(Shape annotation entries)
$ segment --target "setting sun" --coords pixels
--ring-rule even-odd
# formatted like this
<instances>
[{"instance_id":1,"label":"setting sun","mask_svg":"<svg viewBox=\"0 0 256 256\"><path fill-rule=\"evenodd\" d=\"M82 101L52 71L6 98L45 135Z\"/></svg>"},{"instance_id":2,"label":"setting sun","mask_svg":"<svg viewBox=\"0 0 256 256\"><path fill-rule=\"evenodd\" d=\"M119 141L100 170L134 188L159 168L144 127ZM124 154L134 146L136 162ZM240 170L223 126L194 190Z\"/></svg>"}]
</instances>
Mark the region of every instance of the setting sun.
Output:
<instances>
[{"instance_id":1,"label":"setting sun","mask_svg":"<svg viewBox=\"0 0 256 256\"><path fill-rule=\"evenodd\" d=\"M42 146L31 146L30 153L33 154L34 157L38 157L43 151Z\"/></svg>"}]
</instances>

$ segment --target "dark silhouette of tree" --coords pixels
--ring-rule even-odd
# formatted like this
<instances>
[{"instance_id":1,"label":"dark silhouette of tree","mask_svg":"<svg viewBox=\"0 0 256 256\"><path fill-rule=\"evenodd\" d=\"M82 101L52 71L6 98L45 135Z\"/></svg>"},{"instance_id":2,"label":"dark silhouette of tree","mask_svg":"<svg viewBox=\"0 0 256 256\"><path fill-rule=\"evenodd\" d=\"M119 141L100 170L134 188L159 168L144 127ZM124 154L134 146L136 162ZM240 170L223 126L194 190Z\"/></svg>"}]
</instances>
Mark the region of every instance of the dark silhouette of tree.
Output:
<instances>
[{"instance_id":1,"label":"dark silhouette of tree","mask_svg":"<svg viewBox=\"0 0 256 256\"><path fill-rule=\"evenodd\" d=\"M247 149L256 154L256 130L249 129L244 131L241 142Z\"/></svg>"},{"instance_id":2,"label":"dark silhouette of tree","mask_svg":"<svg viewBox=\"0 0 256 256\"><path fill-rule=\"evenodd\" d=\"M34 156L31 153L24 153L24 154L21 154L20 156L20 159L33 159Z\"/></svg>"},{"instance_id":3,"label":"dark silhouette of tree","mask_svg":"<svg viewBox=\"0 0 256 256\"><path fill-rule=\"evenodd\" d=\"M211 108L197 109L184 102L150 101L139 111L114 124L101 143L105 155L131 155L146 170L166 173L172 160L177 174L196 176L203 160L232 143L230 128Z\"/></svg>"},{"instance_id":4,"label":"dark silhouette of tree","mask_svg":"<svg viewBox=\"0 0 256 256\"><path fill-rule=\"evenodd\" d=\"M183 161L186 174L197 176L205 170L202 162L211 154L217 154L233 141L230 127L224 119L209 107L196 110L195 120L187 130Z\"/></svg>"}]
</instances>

# Task statement:
Please pick out every line of the rows above that contains the string "coords", matching case exactly.

# Response to the task:
$ segment --target "setting sun" --coords pixels
$ segment --target "dark silhouette of tree" --coords pixels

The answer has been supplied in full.